## THE PROBLEM
Copy the records word for word, from the line containing "of the roller" through the end of the records.

## DATA TO PROCESS
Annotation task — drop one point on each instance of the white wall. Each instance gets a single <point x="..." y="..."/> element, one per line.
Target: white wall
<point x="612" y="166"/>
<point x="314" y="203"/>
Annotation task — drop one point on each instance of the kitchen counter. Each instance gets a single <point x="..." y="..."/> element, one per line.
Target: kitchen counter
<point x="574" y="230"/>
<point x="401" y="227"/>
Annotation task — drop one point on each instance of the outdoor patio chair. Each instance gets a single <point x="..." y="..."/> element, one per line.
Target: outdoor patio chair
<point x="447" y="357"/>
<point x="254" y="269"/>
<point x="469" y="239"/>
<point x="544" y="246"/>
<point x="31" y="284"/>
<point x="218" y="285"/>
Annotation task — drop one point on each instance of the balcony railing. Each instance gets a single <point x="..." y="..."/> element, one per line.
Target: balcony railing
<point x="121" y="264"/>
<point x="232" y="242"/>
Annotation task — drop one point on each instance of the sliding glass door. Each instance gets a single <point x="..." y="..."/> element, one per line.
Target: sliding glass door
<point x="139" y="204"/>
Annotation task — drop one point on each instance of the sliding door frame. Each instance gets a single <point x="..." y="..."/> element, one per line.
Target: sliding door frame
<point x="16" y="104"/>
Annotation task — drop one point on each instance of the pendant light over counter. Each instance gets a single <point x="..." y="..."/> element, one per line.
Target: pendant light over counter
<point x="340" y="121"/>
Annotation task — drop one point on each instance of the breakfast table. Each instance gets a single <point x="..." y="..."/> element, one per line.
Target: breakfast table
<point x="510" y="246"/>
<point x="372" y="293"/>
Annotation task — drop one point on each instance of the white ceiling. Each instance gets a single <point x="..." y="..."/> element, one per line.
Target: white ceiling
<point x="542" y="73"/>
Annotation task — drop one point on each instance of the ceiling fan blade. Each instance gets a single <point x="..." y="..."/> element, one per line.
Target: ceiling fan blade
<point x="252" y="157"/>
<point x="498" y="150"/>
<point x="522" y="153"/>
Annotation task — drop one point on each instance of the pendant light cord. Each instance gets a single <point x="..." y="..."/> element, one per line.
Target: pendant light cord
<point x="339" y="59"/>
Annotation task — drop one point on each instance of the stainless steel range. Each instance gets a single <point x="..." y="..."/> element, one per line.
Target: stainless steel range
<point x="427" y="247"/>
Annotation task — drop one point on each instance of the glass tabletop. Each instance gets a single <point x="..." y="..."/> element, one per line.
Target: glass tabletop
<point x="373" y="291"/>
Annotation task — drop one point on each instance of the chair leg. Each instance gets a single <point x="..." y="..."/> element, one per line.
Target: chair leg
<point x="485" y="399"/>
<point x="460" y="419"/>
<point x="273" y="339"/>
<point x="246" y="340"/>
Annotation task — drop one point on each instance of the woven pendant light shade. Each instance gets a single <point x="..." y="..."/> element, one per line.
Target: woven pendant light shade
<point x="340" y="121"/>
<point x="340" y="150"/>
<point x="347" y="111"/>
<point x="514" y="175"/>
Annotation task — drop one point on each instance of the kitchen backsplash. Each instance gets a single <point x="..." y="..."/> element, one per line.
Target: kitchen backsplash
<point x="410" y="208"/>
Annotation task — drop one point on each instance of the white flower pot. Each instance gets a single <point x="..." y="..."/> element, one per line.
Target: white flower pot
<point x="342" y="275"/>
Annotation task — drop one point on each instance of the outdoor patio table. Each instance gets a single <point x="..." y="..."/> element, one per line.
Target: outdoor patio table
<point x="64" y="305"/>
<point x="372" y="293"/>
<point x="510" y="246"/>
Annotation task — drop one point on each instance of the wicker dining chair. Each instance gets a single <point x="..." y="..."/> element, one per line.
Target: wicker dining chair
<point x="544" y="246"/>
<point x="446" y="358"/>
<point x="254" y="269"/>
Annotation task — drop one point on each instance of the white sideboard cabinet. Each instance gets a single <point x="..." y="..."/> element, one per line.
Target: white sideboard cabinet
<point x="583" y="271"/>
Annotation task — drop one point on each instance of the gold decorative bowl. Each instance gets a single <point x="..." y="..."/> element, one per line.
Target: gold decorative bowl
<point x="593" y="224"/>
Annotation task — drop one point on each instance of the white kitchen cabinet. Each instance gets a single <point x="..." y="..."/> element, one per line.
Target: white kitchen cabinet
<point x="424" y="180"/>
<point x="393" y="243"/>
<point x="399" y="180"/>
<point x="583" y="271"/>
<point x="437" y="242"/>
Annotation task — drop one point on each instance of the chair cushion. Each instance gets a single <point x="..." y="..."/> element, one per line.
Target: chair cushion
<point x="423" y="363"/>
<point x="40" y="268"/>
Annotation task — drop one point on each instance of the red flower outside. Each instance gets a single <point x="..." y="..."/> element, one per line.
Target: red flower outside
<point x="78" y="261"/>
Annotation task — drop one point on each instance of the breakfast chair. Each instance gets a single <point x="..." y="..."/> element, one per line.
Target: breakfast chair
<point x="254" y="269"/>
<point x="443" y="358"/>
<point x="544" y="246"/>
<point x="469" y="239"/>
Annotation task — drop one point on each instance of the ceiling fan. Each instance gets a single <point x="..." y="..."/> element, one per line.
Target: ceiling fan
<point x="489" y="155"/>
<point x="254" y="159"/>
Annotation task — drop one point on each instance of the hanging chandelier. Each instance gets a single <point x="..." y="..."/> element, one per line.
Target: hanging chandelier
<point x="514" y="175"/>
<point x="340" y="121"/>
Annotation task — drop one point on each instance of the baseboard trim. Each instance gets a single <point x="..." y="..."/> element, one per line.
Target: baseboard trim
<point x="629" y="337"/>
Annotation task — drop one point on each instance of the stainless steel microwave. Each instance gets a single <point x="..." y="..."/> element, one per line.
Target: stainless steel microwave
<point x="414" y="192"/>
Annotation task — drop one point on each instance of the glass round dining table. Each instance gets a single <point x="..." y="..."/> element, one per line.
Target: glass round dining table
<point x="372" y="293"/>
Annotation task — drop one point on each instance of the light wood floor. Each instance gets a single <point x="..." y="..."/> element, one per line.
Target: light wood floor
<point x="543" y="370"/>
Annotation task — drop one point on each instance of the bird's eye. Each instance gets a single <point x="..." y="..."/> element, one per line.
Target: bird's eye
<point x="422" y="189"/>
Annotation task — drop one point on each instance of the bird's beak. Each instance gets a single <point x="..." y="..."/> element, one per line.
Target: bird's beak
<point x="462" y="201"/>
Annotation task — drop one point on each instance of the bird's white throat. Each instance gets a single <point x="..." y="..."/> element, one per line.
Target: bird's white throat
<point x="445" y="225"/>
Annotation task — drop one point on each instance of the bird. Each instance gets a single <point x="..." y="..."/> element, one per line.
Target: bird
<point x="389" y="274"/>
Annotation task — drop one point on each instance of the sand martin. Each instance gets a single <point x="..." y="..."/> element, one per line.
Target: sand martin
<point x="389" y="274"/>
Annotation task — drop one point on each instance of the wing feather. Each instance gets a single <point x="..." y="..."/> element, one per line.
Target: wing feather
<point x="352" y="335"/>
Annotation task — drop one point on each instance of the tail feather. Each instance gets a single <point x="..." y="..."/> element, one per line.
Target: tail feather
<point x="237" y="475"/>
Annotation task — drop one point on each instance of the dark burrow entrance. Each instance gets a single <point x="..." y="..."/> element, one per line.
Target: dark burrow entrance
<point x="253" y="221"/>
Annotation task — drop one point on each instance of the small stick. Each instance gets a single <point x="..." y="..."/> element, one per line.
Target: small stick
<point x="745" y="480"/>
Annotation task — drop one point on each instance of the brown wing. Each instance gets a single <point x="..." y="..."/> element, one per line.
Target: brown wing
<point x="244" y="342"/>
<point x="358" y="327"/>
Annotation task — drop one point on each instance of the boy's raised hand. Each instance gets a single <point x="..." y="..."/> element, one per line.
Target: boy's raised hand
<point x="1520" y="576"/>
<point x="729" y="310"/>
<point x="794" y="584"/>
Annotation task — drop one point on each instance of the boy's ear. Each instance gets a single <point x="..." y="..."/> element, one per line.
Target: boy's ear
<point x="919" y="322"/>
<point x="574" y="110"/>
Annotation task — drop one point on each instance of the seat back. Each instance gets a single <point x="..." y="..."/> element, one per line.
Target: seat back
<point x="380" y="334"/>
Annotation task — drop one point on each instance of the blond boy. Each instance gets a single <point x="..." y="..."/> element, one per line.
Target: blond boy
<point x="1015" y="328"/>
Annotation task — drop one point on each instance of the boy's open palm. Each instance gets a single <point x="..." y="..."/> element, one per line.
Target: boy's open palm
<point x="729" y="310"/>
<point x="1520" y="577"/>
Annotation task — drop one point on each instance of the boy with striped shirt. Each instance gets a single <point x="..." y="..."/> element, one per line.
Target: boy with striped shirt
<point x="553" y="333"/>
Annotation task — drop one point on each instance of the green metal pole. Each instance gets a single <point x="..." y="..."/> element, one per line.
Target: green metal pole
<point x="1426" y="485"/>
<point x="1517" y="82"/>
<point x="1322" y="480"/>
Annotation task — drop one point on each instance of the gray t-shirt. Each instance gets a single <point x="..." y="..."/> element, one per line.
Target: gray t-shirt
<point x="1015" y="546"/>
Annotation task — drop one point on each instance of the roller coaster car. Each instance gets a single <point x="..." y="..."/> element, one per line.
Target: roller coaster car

## WRITTEN RESPONSE
Annotation task — drop one point on each instance of the roller coaster car. Each instance gets a single <point x="..." y="..."/> element, one per line.
Target: roller coaster car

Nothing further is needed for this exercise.